## EXERCISE DETAILS
Transcribe every line of the material below verbatim, leaving out the pictures.

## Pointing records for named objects

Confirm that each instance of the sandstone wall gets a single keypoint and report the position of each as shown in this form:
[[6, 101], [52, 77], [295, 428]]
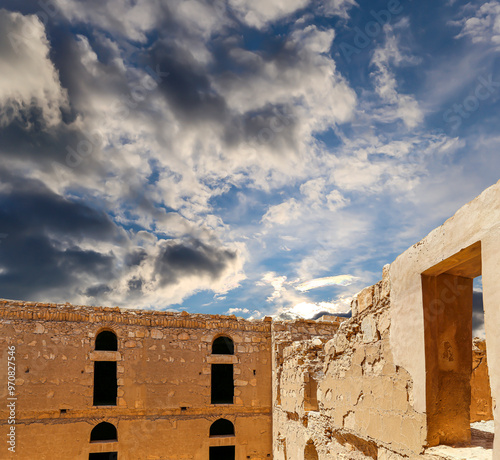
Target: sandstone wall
[[344, 397], [481, 402], [164, 362]]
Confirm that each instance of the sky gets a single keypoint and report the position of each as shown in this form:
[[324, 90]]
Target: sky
[[247, 157]]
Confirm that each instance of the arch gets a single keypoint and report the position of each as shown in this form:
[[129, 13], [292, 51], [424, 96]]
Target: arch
[[223, 345], [222, 427], [104, 431], [106, 341], [310, 452]]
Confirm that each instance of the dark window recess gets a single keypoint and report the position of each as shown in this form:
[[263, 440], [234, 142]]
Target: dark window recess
[[106, 341], [104, 432], [222, 453], [222, 427], [223, 346], [222, 384], [104, 456], [105, 383]]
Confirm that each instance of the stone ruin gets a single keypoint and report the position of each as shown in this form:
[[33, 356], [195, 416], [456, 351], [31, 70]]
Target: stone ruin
[[403, 378]]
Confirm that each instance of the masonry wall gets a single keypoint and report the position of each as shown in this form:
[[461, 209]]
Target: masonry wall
[[481, 403], [164, 362], [363, 406]]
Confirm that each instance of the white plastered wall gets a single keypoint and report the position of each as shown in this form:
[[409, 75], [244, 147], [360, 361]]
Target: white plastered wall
[[478, 220]]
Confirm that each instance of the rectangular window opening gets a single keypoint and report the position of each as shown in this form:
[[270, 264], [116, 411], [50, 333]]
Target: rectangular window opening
[[104, 456], [222, 453], [222, 384], [105, 383]]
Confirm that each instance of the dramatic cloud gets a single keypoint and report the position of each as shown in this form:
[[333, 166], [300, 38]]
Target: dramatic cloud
[[484, 24], [224, 156], [341, 280], [29, 80]]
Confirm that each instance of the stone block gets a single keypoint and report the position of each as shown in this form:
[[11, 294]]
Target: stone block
[[369, 329], [156, 334], [365, 299]]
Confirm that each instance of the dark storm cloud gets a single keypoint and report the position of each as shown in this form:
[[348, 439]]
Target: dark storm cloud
[[41, 251], [193, 257]]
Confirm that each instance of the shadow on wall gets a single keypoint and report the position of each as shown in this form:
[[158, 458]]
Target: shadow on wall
[[310, 452]]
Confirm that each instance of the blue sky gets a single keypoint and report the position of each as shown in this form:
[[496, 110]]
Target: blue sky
[[234, 156]]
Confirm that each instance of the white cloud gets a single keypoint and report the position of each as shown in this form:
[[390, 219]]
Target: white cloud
[[28, 78], [484, 26], [399, 106], [259, 13], [339, 280]]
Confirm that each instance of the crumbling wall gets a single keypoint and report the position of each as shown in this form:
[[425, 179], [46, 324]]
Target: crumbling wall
[[481, 402], [364, 402], [164, 363]]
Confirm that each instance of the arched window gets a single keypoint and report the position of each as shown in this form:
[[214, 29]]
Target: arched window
[[104, 432], [223, 346], [222, 427], [106, 341]]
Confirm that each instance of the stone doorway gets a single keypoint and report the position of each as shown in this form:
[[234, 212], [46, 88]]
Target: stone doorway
[[447, 290]]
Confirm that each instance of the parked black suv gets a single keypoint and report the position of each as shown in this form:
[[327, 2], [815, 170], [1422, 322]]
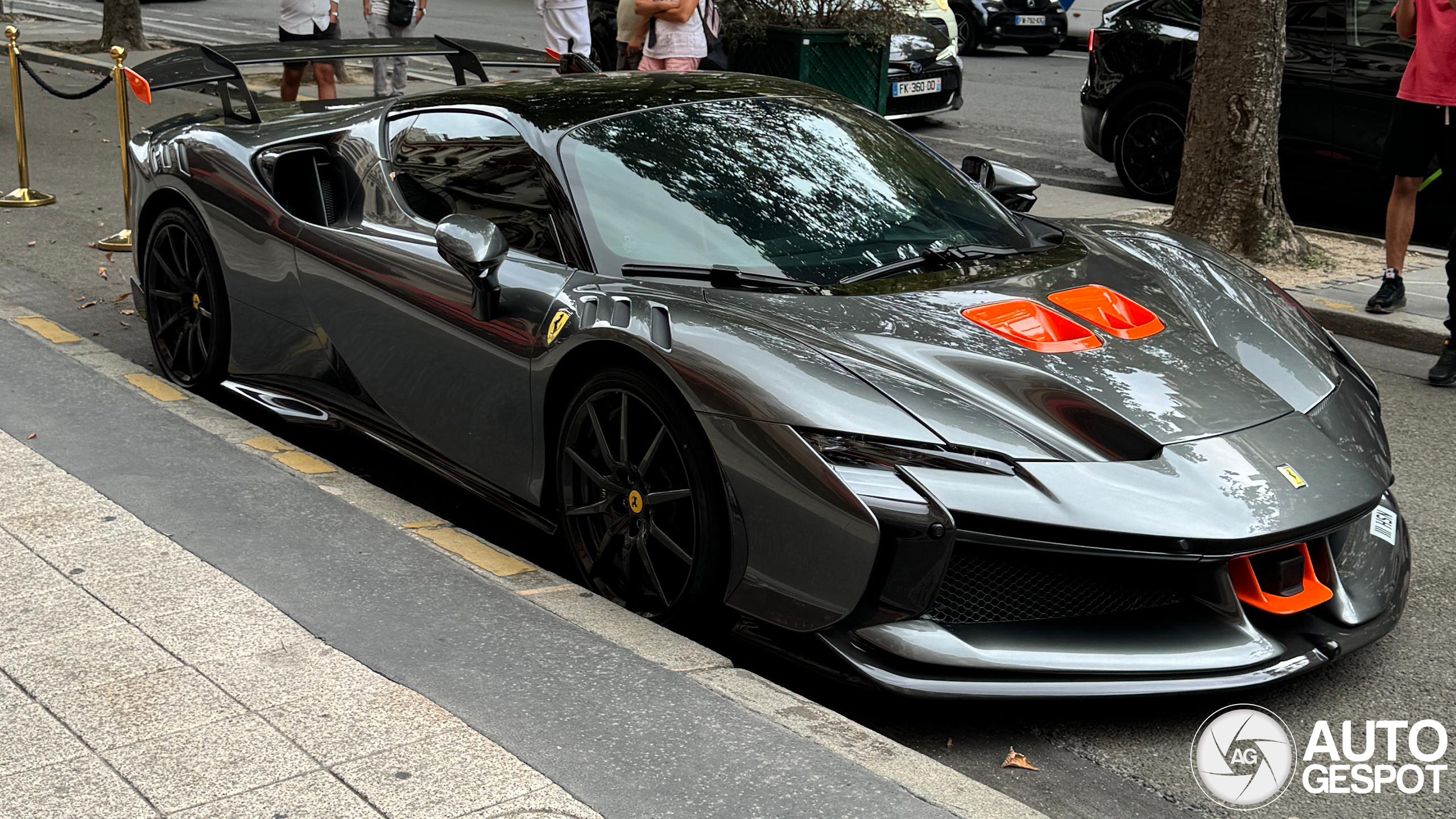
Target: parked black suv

## FINISHED TASK
Confirm that each instance of the sandstone wall gets a single keypoint and report the position of each as shown in this form:
[[6, 101], [52, 77], [295, 428]]
Target: sandstone wall
[[344, 397], [481, 402], [164, 362]]
Confirm that each instance of the sky gets a single keypoint and report the position of each as shown in this form:
[[324, 90]]
Target: sky
[[247, 157]]
Confirm that each instance of the arch gets a single keypoint and report the position of each as shown in this form:
[[129, 13], [292, 51], [424, 96]]
Target: arch
[[223, 345], [222, 427], [104, 431], [106, 341], [310, 452]]
Confirm that each instance of the dark window recess gets a single keypoint and report the position of each as shown in this form:
[[263, 440], [234, 142]]
Target: dark window recess
[[106, 341], [104, 432], [222, 453], [222, 427], [223, 346], [222, 384], [104, 456], [105, 383]]
Confirm that each instance of the stone ruin gets a single keypoint and report the position of each as shown in this form:
[[33, 356], [195, 416], [456, 351], [31, 70]]
Target: stone ruin
[[403, 378]]
Confirm that each instance of the masonry wall gets a single keypoint and report the position of each as shown in this form:
[[461, 209]]
Target: masonry wall
[[481, 403], [164, 362], [363, 406]]
Confirm that each instance of the white plastered wall gets a single keypoint and report the position of each as shown in this form:
[[409, 75], [244, 147], [360, 361]]
Target: white plastered wall
[[478, 220]]
Confirm that each instance of the rectangular window opening gets a single keypoint and report the position of each as shown in this form:
[[270, 264], [116, 411], [50, 333]]
Target: rectangular window opening
[[104, 456], [222, 453], [222, 384], [105, 383]]
Confirm that each instance of the dramatic cloud gets a single keypoint and report the position of each as shown in this form:
[[333, 166], [300, 38]]
Target: dramatic cloud
[[484, 24], [224, 156], [341, 280], [29, 80]]
Confirm that each instance of the stone block gets a single keypoint and report the position of each as shown in this form:
[[11, 294]]
Target: stone block
[[369, 329], [156, 334], [365, 299]]
Confirm that each instance of the dark storm cloud gets a single keypoint and report the position of each as shown in this form:
[[348, 439]]
Target: dark storm cloud
[[41, 251], [193, 257]]
Confirm that each instance of the shadow on wall gets a single keypoint and report the position of each as shown in this form:
[[158, 458]]
Target: shadow on wall
[[310, 452]]
Confirm that each instance of the blue sky gets a single keypoint and report the position of each as shown in this form:
[[496, 110]]
Target: blue sky
[[234, 156]]
Confirm that each instance of the white cloud gets a single keypoint and report the position of each as shown in this form:
[[390, 219]]
Target: white cloud
[[28, 78], [484, 26], [399, 106], [259, 13], [339, 280]]
Confirm that each instance of the crumbling wall gets a single keypoint and report the position of each as shown in this form:
[[425, 179], [46, 324]]
Target: crumbling wall
[[481, 402], [364, 402], [164, 363]]
Confirm that each instance of the arched window gets a single keypoint and report the position of each as shown in this form:
[[214, 29]]
Target: arched window
[[104, 432], [223, 346], [222, 427], [106, 341]]
Confirm that each instance of the stone doorway gets a single keypoint and report the position of each as shown in this form:
[[234, 212], [46, 88]]
Target: stone doorway
[[447, 290]]
Confirm that each instance of the parked black suv gets a single keypoint and report the position of each as shown in this form:
[[327, 2], [815, 170], [1422, 322]]
Target: parked black suv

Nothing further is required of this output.